# Introduction to Zarr

## Learning Objectives:

- Understand the principles of the Zarr data format
- Learn how to read and write Zarr stores using the `zarr-python` library
- Explore how to use Zarr stores with `xarray` for data analysis and visualization

This notebook provides a brief introduction to Zarr and how to
use it in cloud environments for scalable, chunked, and compressed data storage.

Zarr is a data format with implementations in different languages. In this tutorial, we will look at an example of how to use the Zarr format by looking at some features of the `zarr-python` library and how Zarr files can be opened with `xarray`.

## What is Zarr?

The Zarr data format is an open, community-maintained format designed for efficient, scalable storage of large N-dimensional arrays. It stores data as compressed and chunked arrays in a format well-suited to parallel processing and cloud-native workflows.

_Extracted records_
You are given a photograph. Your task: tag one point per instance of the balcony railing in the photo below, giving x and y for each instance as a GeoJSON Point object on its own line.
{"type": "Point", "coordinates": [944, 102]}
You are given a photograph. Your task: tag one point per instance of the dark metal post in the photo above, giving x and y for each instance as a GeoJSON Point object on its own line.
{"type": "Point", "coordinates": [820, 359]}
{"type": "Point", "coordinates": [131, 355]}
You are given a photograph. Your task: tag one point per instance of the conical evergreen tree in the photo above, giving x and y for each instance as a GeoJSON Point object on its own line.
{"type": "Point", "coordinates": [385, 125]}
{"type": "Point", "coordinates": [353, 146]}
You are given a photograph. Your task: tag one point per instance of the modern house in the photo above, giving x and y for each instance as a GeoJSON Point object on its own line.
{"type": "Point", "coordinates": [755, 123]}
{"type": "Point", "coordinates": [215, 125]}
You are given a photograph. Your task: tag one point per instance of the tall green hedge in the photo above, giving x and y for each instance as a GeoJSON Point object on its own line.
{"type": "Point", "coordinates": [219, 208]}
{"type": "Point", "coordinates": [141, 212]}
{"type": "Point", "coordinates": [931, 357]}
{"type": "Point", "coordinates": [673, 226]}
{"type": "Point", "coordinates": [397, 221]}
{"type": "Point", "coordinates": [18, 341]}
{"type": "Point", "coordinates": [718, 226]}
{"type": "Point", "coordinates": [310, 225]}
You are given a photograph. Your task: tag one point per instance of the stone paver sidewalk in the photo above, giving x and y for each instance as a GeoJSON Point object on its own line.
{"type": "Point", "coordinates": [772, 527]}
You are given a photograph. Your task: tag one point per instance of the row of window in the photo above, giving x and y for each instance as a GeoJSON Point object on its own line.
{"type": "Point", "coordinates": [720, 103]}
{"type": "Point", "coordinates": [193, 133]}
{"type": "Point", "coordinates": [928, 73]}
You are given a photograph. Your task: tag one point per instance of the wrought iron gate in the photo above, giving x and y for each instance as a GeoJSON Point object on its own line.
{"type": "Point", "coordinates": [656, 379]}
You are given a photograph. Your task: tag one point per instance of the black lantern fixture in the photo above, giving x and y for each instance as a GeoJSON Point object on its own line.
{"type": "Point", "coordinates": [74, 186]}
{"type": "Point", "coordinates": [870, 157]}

_Goals_
1. In the Zarr introduction, what form does the Zarr format store data in?
2. Convert the rows that run from the line containing "of the black" through the end of the rows into a two-column CSV with the headers request and answer. Put one row per request, and put each field in quotation marks with line breaks replaced by spaces.
The rows are unrelated to the Zarr introduction.

_Responses to the tasks_
1. It stores data as compressed and chunked arrays.

2.
request,answer
"You are given a photograph. Your task: tag one point per instance of the black lantern fixture in the photo above, giving x and y for each instance as a GeoJSON Point object on its own line.","{""type"": ""Point"", ""coordinates"": [74, 186]} {""type"": ""Point"", ""coordinates"": [870, 157]}"